## AIM OF THE TASK
Reproduce the entries from the beginning through the line containing "[[0, 150, 474, 354]]", substituting "written prompt" for every occurrence of "text prompt" and leaving everything else unchanged.

## SOURCE MATERIAL
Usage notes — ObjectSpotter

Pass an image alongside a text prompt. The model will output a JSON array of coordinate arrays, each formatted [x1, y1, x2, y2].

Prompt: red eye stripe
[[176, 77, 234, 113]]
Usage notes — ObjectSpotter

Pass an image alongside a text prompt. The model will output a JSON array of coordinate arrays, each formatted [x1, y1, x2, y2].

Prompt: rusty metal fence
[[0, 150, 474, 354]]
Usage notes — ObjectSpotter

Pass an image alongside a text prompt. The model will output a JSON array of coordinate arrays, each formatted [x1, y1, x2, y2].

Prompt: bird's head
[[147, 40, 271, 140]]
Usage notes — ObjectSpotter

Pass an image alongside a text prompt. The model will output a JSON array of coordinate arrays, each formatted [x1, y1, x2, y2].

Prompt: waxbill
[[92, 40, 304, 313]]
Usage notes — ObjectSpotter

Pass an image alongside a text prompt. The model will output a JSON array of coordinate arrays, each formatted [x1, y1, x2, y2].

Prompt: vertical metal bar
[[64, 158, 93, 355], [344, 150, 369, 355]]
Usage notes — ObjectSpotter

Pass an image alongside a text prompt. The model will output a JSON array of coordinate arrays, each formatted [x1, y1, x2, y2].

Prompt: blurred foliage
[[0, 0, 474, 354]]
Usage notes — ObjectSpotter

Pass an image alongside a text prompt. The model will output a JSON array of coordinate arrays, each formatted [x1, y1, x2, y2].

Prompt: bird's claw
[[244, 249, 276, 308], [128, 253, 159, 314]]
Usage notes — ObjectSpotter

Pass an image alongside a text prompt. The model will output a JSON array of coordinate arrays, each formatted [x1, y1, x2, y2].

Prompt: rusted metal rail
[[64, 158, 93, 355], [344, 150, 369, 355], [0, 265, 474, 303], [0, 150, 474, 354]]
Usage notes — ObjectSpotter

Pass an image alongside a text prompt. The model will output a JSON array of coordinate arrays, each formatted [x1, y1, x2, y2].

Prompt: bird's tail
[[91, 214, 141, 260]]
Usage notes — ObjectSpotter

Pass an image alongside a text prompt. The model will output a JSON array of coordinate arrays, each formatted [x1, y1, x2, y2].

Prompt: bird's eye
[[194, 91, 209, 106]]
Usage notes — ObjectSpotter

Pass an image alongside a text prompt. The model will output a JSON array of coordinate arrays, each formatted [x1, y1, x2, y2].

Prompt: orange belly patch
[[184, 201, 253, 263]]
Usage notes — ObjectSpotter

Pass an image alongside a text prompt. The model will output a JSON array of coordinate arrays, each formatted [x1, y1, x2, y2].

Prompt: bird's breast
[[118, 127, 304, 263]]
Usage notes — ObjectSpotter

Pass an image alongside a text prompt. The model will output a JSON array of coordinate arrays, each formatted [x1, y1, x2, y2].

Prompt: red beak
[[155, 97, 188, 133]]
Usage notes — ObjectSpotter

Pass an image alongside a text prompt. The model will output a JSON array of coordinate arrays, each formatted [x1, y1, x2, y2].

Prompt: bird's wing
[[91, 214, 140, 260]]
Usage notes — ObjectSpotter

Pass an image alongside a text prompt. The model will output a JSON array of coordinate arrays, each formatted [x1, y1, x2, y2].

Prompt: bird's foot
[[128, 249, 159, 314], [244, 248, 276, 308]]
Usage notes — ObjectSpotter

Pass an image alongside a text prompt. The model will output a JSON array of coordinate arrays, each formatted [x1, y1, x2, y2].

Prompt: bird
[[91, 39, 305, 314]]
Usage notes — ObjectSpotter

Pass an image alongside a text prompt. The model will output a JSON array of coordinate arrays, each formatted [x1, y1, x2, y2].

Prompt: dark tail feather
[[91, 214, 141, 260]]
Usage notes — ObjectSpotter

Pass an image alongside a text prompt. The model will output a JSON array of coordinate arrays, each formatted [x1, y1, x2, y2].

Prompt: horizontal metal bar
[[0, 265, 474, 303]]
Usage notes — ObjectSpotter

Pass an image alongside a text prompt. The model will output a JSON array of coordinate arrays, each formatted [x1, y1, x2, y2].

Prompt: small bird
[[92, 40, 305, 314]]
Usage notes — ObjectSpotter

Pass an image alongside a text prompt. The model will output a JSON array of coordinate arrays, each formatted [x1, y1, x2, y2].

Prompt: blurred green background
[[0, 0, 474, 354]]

## THE SOLUTION
Usage notes — ObjectSpotter

Pass an image alongside a written prompt. The model will output a JSON array of coordinate arrays, each formatted [x1, y1, x2, y2].

Prompt: red eye stripe
[[176, 77, 234, 113]]
Usage notes — ObjectSpotter

Pass an image alongside a written prompt. The model will output a JSON array of coordinate arrays, each formatted [x1, y1, x2, y2].

Prompt: rusty metal fence
[[0, 150, 474, 354]]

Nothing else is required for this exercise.